AUFGABENSTELLUNG:
Wie hoch wird im Lesetext das Durchschnittsalter der bremischen Tanzlehrer geschätzt?

LESETEXT:
>>>>

Revolte auf dem Tanzparkett

■ Der Tanzlehrer ist der Meister. Ohne Methodik zwar, ohne Lehrmittel, aber immerhin war er mal gut. Sein Unterricht ist so alt wie seine Triumphe. Tanz als Strafe? Plädoyer für eine Neudefinition

Meine Frau und ich tanzen seit acht Jahren. Wir tanzen gern. Ab und zu haben wir Schwierigkeiten. Meine Frau ist eindeutig besser als ich. Ich weiß das. Wenn sie mich allerdings wegen schiefer Schulter oder taktlosem Schritt kritisiert, halte ich es schnell für Meckerei. Ich meckere zurück, und schon packt einer die Tanzschuhe ein. Bisweilen wollen wir aufhören, wie viele es tun. Zu viele.

Ganz nah

Richtig zu stehen und zu gehen fällt uns zivilisierten Menschen schwer. Jeder Versuch, sich am anderen festzuhalten, bringt beide aus dem Gleichgewicht. Wir wollen mehr, wollen uns im gleichen Rhythmus bewegen. Meine Frau bewegt sich zu mir spiegelbildlich oder in eigener Weise. Ich kenne ihre Schritte nicht. Nur in der Liebe, beim Catchen und beim Eiskunst-Paarlauf ist man sich so verteufelt nah wie auf dem Parkett. Wenn meine liebe Frau, durchweg unaufgefordert, meine Bewegungen kommentiert, passiert das 15 Zentimeter von meinem Ohr entfernt. Ich hasse das.

Auftritt der Tanzmeister

Zu diesen Lernschwierigkeiten gesellen sich die Unzulänglichkeiten des Lehrbetriebs. Der gute Tanzlehrer — Mann oder Frau — ist die halbe Miete. Doch deren Qualifikation ist sehr unterschiedlich. Gute Tanzlehrer sind rar und heiß begehrt. Die Altersstruktur der bremischen Tanzlehrer zum Beispiel ist noch ungünstiger als die der Lehrerschaft im öffentlichen Dienst. Ich schätze das Durchschnittsalter auf zwischen 50 und 60 Jahre. Das verschärft die Lage. Tanzlehrerinnen sind selten und zumeist Pendant oder Anhängsel ihrer Angetrauten.

<<<<

GEGEBENE DATEN:
>>>>

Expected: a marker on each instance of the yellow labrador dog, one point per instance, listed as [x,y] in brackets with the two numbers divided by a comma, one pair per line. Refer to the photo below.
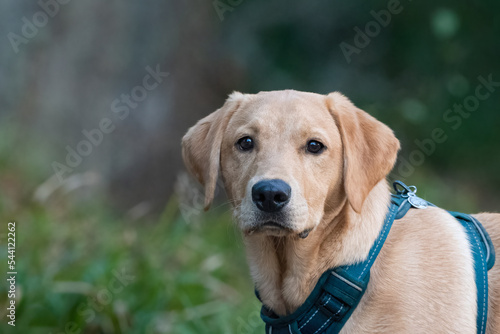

<<<<

LÖSUNG:
Auf zwischen 50 und 60 Jahre.